Items listed in a dataset =
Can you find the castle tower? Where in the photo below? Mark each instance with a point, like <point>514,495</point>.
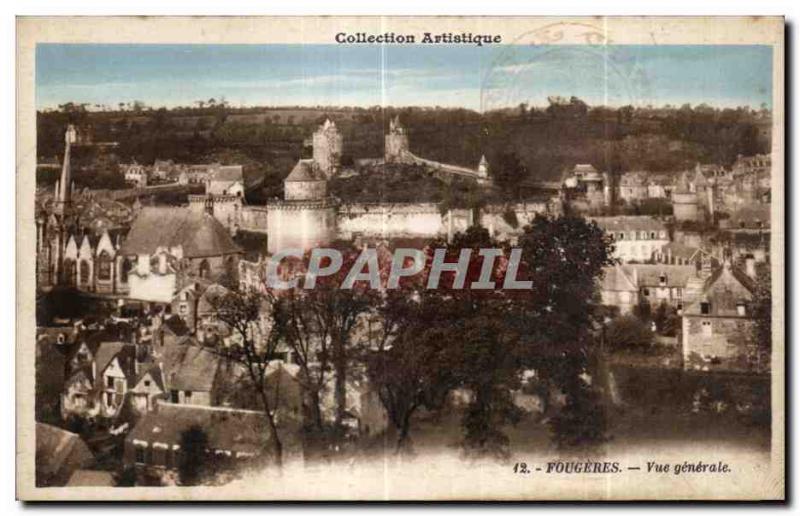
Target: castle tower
<point>483,168</point>
<point>684,201</point>
<point>396,142</point>
<point>64,191</point>
<point>327,148</point>
<point>306,218</point>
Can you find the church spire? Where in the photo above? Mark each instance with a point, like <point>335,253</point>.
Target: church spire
<point>64,190</point>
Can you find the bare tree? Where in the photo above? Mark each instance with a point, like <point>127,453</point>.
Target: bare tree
<point>248,314</point>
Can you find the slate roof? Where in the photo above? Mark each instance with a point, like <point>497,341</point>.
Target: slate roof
<point>678,250</point>
<point>228,173</point>
<point>616,279</point>
<point>91,478</point>
<point>210,297</point>
<point>629,223</point>
<point>305,171</point>
<point>648,275</point>
<point>190,368</point>
<point>227,429</point>
<point>199,234</point>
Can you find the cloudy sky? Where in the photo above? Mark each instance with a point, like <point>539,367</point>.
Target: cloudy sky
<point>402,75</point>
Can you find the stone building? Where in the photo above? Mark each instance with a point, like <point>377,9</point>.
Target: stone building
<point>307,216</point>
<point>396,143</point>
<point>327,148</point>
<point>717,327</point>
<point>636,238</point>
<point>168,247</point>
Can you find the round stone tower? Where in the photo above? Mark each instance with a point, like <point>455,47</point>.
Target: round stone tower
<point>396,142</point>
<point>306,218</point>
<point>685,204</point>
<point>327,148</point>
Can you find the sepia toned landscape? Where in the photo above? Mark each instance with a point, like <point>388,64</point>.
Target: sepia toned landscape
<point>551,284</point>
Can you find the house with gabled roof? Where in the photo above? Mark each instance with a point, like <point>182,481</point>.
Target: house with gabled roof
<point>167,246</point>
<point>100,376</point>
<point>717,327</point>
<point>619,289</point>
<point>226,180</point>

WORK REQUEST = Images stay out; the entries above are to be printed exactly.

ANSWER TO THIS EXERCISE =
Can you find the castle tower? Where in the photo below? Mark each instance with a point, like <point>514,495</point>.
Target: castle tower
<point>483,168</point>
<point>684,201</point>
<point>396,142</point>
<point>64,191</point>
<point>327,148</point>
<point>306,218</point>
Can you find the church spire? Where in the photo above? Mark each instance with a point, like <point>335,253</point>.
Target: church spire
<point>64,190</point>
Can you find the bare tree? Where in the photo above? Mark each instance with a point, like <point>127,453</point>.
Target: bare tree
<point>248,314</point>
Can you find the slate roof? Where in the photo above? Mark each instance with a point, like <point>497,341</point>.
Target: slate roof
<point>678,250</point>
<point>228,173</point>
<point>616,279</point>
<point>91,478</point>
<point>210,297</point>
<point>629,223</point>
<point>305,171</point>
<point>648,275</point>
<point>190,368</point>
<point>227,429</point>
<point>199,234</point>
Can you find the cloudy sky? Where in the photo above? Mark each instance with a point, like <point>539,367</point>.
Target: cloudy sky
<point>402,75</point>
Can you find the stone building? Where in the photo above? Mark each instance with a point, like <point>377,9</point>.
Target: stone building
<point>307,216</point>
<point>396,143</point>
<point>327,148</point>
<point>717,327</point>
<point>636,238</point>
<point>168,247</point>
Can you find the round stone tower? Where in the photo above? Mark each instance with a point, like <point>455,47</point>.
Target: round stone tower
<point>396,142</point>
<point>306,218</point>
<point>685,204</point>
<point>327,148</point>
Can you find the sepia toned landscape? Where in the photo above? Mark each instance with a point, like <point>388,64</point>.
Target: sepia toned landscape
<point>551,284</point>
Can you find the house with gabled roof? Where in the photo above? Mark each instance with a point, like <point>182,481</point>.
Target: house with gabled roof
<point>167,246</point>
<point>100,376</point>
<point>717,327</point>
<point>619,289</point>
<point>226,180</point>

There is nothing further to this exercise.